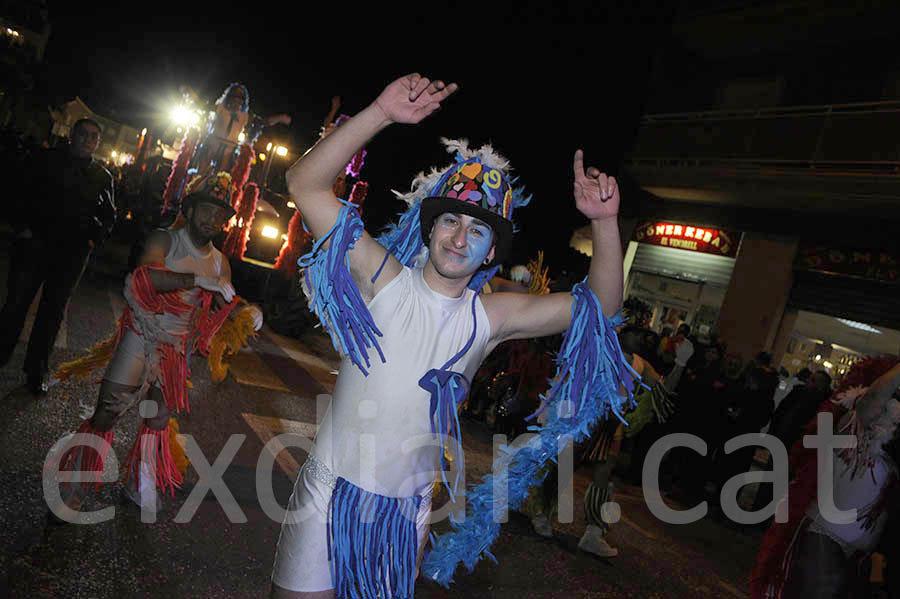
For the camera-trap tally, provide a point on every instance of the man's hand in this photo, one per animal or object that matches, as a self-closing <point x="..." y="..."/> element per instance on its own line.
<point x="217" y="285"/>
<point x="412" y="98"/>
<point x="683" y="352"/>
<point x="257" y="317"/>
<point x="596" y="195"/>
<point x="278" y="119"/>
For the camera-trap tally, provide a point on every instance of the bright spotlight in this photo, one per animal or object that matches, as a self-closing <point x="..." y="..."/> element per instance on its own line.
<point x="182" y="116"/>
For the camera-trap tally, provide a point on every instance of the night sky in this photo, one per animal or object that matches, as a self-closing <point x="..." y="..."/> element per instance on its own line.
<point x="536" y="92"/>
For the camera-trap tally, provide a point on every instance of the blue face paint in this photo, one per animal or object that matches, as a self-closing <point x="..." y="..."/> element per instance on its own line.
<point x="478" y="238"/>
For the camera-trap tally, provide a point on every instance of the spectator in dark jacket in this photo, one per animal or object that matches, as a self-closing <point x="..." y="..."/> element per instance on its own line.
<point x="65" y="207"/>
<point x="798" y="408"/>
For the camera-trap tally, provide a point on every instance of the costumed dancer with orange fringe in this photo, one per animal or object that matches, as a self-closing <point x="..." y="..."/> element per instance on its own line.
<point x="812" y="554"/>
<point x="178" y="297"/>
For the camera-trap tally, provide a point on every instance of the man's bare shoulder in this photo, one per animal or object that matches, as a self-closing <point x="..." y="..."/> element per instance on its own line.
<point x="160" y="240"/>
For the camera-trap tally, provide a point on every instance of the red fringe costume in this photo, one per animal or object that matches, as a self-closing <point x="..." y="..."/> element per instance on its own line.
<point x="167" y="366"/>
<point x="293" y="247"/>
<point x="236" y="241"/>
<point x="775" y="558"/>
<point x="240" y="173"/>
<point x="179" y="169"/>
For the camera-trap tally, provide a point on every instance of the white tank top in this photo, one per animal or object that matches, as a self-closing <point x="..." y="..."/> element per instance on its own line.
<point x="377" y="432"/>
<point x="185" y="258"/>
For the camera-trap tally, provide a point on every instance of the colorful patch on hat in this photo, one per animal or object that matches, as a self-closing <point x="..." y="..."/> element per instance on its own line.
<point x="217" y="186"/>
<point x="472" y="182"/>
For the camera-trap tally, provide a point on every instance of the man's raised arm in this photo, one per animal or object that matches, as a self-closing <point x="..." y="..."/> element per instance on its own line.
<point x="407" y="100"/>
<point x="517" y="316"/>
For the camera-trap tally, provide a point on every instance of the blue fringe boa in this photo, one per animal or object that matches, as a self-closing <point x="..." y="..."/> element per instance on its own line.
<point x="372" y="543"/>
<point x="334" y="296"/>
<point x="586" y="388"/>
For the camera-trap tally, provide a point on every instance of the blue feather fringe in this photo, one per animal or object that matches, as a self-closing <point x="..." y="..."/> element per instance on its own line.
<point x="335" y="296"/>
<point x="372" y="543"/>
<point x="591" y="371"/>
<point x="403" y="239"/>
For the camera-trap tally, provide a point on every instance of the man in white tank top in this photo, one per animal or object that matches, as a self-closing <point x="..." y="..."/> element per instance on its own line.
<point x="376" y="445"/>
<point x="170" y="313"/>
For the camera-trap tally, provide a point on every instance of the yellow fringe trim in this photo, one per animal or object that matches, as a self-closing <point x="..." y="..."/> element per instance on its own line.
<point x="97" y="355"/>
<point x="232" y="336"/>
<point x="540" y="280"/>
<point x="181" y="461"/>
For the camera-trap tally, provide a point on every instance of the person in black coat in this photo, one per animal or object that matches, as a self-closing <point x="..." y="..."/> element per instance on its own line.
<point x="798" y="408"/>
<point x="63" y="209"/>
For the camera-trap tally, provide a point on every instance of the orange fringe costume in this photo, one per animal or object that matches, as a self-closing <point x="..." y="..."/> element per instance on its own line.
<point x="167" y="366"/>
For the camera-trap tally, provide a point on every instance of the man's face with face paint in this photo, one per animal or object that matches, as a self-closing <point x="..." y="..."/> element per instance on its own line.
<point x="235" y="99"/>
<point x="460" y="244"/>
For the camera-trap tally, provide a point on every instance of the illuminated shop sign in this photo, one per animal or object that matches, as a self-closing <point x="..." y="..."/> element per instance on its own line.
<point x="688" y="237"/>
<point x="867" y="264"/>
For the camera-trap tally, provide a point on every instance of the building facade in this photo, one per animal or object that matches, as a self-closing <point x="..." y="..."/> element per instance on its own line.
<point x="780" y="139"/>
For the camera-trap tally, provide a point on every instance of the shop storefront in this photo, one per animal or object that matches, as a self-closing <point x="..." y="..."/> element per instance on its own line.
<point x="844" y="304"/>
<point x="681" y="272"/>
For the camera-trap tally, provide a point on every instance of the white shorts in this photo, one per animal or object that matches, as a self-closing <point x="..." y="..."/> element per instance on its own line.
<point x="301" y="557"/>
<point x="127" y="365"/>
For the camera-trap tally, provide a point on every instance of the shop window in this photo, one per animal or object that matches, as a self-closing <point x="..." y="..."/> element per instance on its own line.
<point x="750" y="93"/>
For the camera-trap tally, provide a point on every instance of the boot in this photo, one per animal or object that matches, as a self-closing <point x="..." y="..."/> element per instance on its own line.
<point x="593" y="541"/>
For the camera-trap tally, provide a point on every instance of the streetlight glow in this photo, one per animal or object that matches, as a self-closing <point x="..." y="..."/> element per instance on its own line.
<point x="182" y="116"/>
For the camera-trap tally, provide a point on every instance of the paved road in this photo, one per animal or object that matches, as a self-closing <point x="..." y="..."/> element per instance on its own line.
<point x="273" y="389"/>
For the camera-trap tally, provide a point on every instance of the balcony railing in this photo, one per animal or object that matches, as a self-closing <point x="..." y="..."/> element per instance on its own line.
<point x="847" y="137"/>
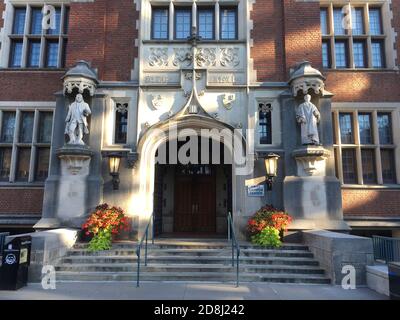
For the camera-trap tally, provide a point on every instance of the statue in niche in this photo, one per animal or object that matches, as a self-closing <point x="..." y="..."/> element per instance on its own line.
<point x="76" y="123"/>
<point x="308" y="116"/>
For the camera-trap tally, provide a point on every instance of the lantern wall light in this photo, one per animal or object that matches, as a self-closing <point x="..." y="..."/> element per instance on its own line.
<point x="271" y="169"/>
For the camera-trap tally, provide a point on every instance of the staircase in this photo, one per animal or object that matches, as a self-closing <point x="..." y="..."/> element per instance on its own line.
<point x="185" y="260"/>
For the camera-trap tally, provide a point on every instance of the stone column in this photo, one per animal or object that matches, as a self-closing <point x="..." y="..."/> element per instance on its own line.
<point x="312" y="193"/>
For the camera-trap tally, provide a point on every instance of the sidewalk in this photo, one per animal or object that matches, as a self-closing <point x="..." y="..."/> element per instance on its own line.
<point x="188" y="291"/>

● **ASSIGNMENT**
Without the pictures, write out the entire listing exactly.

● **RESPONSE TO THIS EXERCISE**
For the camera-trap tally, provide a point on every instance of the man's hand in this photo, one per animal or object that matches, as a self-closing <point x="..." y="..."/> element per instance on its own line.
<point x="217" y="285"/>
<point x="412" y="98"/>
<point x="683" y="352"/>
<point x="257" y="317"/>
<point x="596" y="195"/>
<point x="278" y="119"/>
For the camera-trap tally, provide a point on every instance of the bright spotlight in this photo, one per animal or object that matches, as a self-closing <point x="..." y="..."/> element per instance on its own line.
<point x="182" y="116"/>
For the camera-trap tally, provide a point on every instance of the night sky in this photo, one per animal or object that matches, as a self-closing <point x="..." y="..."/> element per instance on its own line.
<point x="536" y="92"/>
For the camera-trap tally, provide a point on every instance of the blue face paint in this photo, one per animal or object that matches, as a self-closing <point x="..." y="..."/> element per instance on its own line.
<point x="478" y="238"/>
For the camera-trap tally, provide a point on every instance of the spectator in dark jacket in this photo, one per animal or object that matches, as a self-closing <point x="..." y="..."/> element per instance on its own line.
<point x="65" y="207"/>
<point x="798" y="408"/>
For the camera-trap tally, provide a point on every instance of the costumed dancer with orange fringe in this photo, one per animal or object that matches, as a self-closing <point x="..." y="..."/> element per instance on its own line.
<point x="812" y="554"/>
<point x="178" y="297"/>
For the camera-trap tally, provide a point on every instance of the man's bare shoulder in this photo, one per animal or object that matches, as a self-closing <point x="..." y="..."/> element per instance on its own line.
<point x="160" y="240"/>
For the camera-trap tally, provide a point on every instance of the red fringe costume in this photo, one per animal or object that matches, as a self-closing <point x="..." y="..."/> element per instance on its own line.
<point x="167" y="366"/>
<point x="293" y="247"/>
<point x="236" y="241"/>
<point x="775" y="558"/>
<point x="240" y="173"/>
<point x="179" y="169"/>
For the camera-trap tally, provide a point on every instance of the white tank top in this photo, one per animal or object that matches, as a self-closing <point x="..." y="..."/> element per instance on its own line.
<point x="377" y="432"/>
<point x="185" y="258"/>
For the camera-trap tally, provide a point on every instance of the colorful patch on hat in this photo, one per animal or object that matches, as a self-closing <point x="..." y="..."/> element per instance on its own line.
<point x="217" y="186"/>
<point x="472" y="182"/>
For the camera-trap tally, provide a point on every instance of the man's raised arm in this photo, one per animal or object that matches, as a self-closing <point x="..." y="..."/> element per instance on its own line.
<point x="407" y="100"/>
<point x="517" y="316"/>
For the camera-trap tally, provide a point on every instance of the blue fringe boa in this photo, one per animal or object that matches, as a self-closing <point x="..." y="..."/> element per instance on its own line.
<point x="372" y="543"/>
<point x="334" y="296"/>
<point x="586" y="388"/>
For the camera-trap tally, provide a point on every instance of the blue feather fringe in this photo, one per animal or object that matches, as a self-closing <point x="..." y="..."/> element per instance on its own line.
<point x="335" y="296"/>
<point x="372" y="543"/>
<point x="591" y="371"/>
<point x="403" y="239"/>
For the camera-trap tally, provide a point on every instance of the man in white tank top in this photo, one per animal or object that matches, as a self-closing <point x="..." y="..."/> element per instance on its own line.
<point x="376" y="445"/>
<point x="170" y="313"/>
For the camera-trap tally, provide a point on every instance of the yellow fringe trim in this photo, one per animal or object that matches, as a self-closing <point x="..." y="..."/> element per instance on its own line.
<point x="97" y="355"/>
<point x="232" y="336"/>
<point x="540" y="280"/>
<point x="181" y="461"/>
For the camera-trap tally, provide a point on every instance of the person in black coat in this photo, one per animal or object that matches, as a self-closing <point x="..." y="..."/> element per instance on its own line.
<point x="798" y="408"/>
<point x="63" y="209"/>
For the camera-trap tally, provide a point on every instance of the orange fringe costume in this photo, one per animal or object that matches, as a self-closing <point x="..." y="..."/> element per instance on its own line.
<point x="167" y="366"/>
For the camera-trap tally, provide a point on every instance of the man's face with face paint in this photo, one per animal or object that matches, as a self-closing <point x="..." y="..."/> element per instance on its own line.
<point x="235" y="99"/>
<point x="460" y="244"/>
For the camera-trap tally, provide a point on every instance of the illuminated shop sign in this photo, one per animal or object that matches, as a self-closing <point x="..." y="..."/> element per instance on its own line.
<point x="688" y="237"/>
<point x="867" y="264"/>
For the camera-trap tally, provide a point on every instance of the building facade in this photo, one per animal or object that matches, as a self-closing <point x="..." y="..."/> element per instance on its own line.
<point x="780" y="139"/>
For the camera-trap tally, provide a point on every instance of the shop storefront in this photo, one per animal or object that matches, as a self-closing <point x="..." y="..."/> element per instance on its own line.
<point x="844" y="304"/>
<point x="681" y="272"/>
For the camera-trap tally, provide a point on every instance of the white shorts in this photo, one per animal or object that matches, as a self-closing <point x="..." y="..."/> element per instance on its own line.
<point x="301" y="557"/>
<point x="127" y="365"/>
For the camera-trap tally, provide a point on every instance of the shop window in this photo, one per animal or object that matches, as a self-closing <point x="..." y="..."/> element per instance on its own line.
<point x="750" y="93"/>
For the camera-trap tally, provide a point on every instance of the boot in this photo, one per animal or object that matches, as a self-closing <point x="..." y="..."/> element per instance on its own line.
<point x="593" y="541"/>
For the camera-trap tally, provide a point on every instance of the streetlight glow in this photo, one per animal or object that matches, as a self-closing <point x="..." y="..."/> element per instance on its own line.
<point x="182" y="116"/>
For the camera-trap tally, provide a point on every instance of the paved road in this photo, one per animal or object that matches, as a self-closing <point x="..." y="..."/> element per instance on its own line.
<point x="273" y="389"/>
For the camera-trap tally, provide a point on every instance of the balcony railing in this photo, one per animal or object that matches, as a self-closing <point x="..." y="..."/> element per instance on its own line.
<point x="847" y="137"/>
For the camera-trap tally, provide a point on every instance of the statue in niche in this photo, one per animal or object that matches, as a self-closing <point x="..." y="..."/> element per instance on its own line.
<point x="76" y="123"/>
<point x="308" y="116"/>
For the camera-trap tally, provide a point on every instance of the lantern wall light in this photo, one per animal or object that matches, as a self-closing <point x="..." y="..."/> element per instance on its own line.
<point x="271" y="169"/>
For the camera-trap tally, provide a point on every instance of the staircase in this photo, one per animal or object that matches, as a self-closing <point x="..." y="..."/> element per instance on its own line.
<point x="185" y="260"/>
For the camera-trap tally, provide a point on every instance of the stone column in this photo, one per animal or object that matches, as a self-closing <point x="..." y="..."/> element per instance on its own line.
<point x="312" y="193"/>
For the camera-trap tally, provide a point on every instance of the sidewalk in this photo, one per animal or object that matches, as a self-closing <point x="..." y="..."/> element per instance on its own line.
<point x="188" y="291"/>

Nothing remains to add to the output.